> [Objective]: Replace "asphalt road" with "paved road" in the items from the first line up to and including the line with "x=851, y=572", and return only those lines with everything else left as it is.
--- START OF Information supplied ---
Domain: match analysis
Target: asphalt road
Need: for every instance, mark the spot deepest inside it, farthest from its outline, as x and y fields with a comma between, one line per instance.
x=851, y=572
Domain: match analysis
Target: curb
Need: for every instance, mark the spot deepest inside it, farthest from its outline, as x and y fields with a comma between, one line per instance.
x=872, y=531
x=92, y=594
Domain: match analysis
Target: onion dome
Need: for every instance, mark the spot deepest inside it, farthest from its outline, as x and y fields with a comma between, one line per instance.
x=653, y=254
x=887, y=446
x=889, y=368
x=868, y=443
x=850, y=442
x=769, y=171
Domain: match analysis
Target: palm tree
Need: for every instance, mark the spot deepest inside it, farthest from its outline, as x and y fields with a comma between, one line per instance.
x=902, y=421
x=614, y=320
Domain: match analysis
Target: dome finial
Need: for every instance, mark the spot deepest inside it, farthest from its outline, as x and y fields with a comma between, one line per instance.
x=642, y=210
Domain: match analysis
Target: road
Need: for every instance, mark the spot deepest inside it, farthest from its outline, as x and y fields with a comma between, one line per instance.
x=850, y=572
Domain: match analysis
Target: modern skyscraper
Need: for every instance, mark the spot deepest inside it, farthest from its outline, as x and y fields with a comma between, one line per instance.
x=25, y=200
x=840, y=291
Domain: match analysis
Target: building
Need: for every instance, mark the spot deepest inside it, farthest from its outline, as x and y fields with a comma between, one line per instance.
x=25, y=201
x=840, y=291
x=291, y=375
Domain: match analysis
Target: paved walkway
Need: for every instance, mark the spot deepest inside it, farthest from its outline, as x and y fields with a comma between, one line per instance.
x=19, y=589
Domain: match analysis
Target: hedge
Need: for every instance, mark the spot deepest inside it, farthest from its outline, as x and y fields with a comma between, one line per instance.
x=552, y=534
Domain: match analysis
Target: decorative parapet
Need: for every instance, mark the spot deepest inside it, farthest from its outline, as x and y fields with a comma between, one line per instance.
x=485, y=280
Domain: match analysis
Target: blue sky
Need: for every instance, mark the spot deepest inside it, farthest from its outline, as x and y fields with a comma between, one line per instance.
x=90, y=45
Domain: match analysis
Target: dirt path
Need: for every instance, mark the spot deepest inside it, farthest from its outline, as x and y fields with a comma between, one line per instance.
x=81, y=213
--- END OF Information supplied ---
> [Solution]:
Domain: match analysis
Target: paved road
Need: for every instance, mark the spot deepest inside it, farthest from its outline, as x and y fields with a comma between, one line per instance.
x=851, y=572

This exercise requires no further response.